### Assignment
Every line below between the line holding "Task: point at the person" and the line holding "Task: point at the blue hooded", inclusive, should be repeated exactly, and all other lines omitted.

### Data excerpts
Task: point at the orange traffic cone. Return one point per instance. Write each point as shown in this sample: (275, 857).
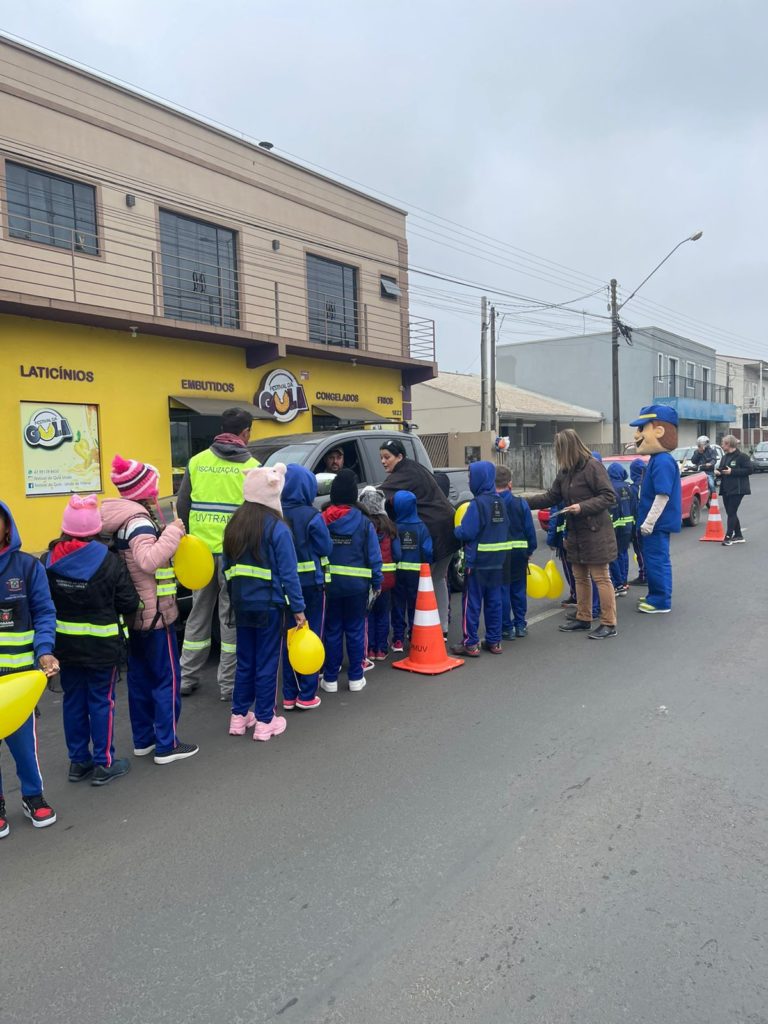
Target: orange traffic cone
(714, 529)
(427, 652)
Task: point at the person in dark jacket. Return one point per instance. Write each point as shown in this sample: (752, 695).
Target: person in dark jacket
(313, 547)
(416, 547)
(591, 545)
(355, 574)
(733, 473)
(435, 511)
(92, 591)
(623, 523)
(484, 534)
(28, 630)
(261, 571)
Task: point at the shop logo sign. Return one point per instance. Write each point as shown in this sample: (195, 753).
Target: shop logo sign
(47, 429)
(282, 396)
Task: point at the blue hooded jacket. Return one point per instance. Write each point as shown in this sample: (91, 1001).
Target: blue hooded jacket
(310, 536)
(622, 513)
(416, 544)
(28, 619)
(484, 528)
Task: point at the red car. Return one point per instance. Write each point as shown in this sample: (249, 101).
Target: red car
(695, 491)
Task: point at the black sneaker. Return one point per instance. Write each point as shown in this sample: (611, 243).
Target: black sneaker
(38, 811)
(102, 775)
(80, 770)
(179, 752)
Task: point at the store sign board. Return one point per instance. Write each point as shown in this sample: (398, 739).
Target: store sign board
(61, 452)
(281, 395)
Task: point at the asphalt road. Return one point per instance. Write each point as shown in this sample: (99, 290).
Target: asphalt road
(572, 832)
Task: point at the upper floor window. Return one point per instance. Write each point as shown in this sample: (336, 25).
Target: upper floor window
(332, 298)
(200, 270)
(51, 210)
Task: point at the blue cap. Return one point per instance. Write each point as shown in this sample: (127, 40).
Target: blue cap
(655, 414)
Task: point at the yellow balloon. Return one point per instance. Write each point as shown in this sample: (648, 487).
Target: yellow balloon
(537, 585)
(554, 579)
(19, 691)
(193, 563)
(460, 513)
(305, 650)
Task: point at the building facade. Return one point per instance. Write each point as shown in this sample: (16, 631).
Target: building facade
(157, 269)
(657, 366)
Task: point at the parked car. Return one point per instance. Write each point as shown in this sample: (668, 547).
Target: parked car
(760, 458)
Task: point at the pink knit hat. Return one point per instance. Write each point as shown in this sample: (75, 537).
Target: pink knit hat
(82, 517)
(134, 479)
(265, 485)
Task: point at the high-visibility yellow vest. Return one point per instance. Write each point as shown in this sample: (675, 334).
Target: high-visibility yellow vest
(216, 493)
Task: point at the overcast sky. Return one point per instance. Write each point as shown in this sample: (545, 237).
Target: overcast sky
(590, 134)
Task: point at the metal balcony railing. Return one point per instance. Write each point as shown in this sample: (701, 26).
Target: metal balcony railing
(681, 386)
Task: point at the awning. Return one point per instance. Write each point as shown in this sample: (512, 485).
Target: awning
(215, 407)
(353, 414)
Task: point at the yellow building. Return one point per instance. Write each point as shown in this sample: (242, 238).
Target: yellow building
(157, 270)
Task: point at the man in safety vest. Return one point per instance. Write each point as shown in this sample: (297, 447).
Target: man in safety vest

---

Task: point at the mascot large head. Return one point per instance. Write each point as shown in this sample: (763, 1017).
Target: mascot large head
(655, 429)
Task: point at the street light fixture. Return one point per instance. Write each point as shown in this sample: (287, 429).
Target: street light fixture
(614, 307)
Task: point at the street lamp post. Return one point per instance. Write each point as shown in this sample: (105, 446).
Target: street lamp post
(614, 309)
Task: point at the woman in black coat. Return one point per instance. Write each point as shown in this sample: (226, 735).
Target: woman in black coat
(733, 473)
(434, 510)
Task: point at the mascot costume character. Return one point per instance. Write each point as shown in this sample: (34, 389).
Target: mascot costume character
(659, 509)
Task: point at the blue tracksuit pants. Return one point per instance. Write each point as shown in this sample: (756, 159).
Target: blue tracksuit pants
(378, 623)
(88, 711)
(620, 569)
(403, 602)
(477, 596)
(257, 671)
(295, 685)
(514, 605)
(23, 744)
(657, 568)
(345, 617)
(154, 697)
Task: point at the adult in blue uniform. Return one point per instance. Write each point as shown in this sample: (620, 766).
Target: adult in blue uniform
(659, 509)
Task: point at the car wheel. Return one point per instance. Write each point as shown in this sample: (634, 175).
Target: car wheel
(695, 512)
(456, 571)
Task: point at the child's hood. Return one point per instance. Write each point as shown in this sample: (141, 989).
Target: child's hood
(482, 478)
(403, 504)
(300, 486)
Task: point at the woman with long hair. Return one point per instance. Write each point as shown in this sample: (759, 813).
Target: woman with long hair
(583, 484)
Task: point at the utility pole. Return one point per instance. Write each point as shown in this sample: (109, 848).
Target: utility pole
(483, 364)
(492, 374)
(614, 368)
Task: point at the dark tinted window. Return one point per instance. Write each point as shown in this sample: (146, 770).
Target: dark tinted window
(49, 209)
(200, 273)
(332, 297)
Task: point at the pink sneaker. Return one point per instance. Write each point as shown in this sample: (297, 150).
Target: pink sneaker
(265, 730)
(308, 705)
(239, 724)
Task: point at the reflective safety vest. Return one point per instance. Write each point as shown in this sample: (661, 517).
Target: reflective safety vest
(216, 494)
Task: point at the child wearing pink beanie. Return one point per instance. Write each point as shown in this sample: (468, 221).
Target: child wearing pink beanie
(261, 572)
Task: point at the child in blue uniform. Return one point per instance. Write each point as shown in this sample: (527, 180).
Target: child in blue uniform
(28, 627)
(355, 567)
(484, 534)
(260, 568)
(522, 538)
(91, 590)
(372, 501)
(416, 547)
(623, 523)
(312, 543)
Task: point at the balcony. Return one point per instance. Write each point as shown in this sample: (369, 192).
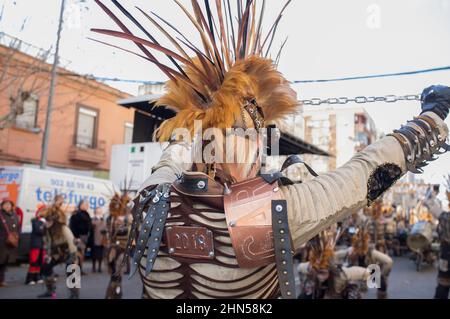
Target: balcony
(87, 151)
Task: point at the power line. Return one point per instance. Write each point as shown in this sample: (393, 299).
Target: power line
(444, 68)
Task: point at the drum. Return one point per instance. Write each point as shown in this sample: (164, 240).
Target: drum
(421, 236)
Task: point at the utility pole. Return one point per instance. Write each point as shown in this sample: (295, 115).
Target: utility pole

---

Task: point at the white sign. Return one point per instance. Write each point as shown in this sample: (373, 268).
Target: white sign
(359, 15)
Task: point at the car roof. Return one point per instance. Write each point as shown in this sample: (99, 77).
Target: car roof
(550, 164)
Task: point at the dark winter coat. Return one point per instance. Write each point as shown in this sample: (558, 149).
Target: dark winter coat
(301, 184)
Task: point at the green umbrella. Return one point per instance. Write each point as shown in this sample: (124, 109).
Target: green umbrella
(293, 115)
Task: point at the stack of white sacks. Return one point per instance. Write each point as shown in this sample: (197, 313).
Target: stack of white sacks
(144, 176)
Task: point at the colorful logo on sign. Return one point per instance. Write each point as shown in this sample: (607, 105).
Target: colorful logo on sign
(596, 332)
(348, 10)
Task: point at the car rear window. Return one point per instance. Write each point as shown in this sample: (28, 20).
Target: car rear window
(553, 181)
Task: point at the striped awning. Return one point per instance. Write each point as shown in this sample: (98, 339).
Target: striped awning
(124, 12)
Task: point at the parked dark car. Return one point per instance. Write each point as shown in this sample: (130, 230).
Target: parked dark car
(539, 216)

### Output of the task
Task: point at the person in dark jacket. Return one point per instance. Write each point as shown in this sample: (752, 695).
Target: person in dark jacket
(313, 547)
(416, 547)
(591, 545)
(355, 574)
(733, 473)
(435, 511)
(92, 591)
(623, 523)
(484, 534)
(28, 630)
(261, 571)
Task: point at the shop logo sign. Return one point per instance. Write each point as shown in this sample: (195, 753).
Target: shop logo sign
(47, 429)
(282, 396)
Task: point at the blue hooded jacket. Return one point per instance. Write each point as shown in this sample: (91, 1001).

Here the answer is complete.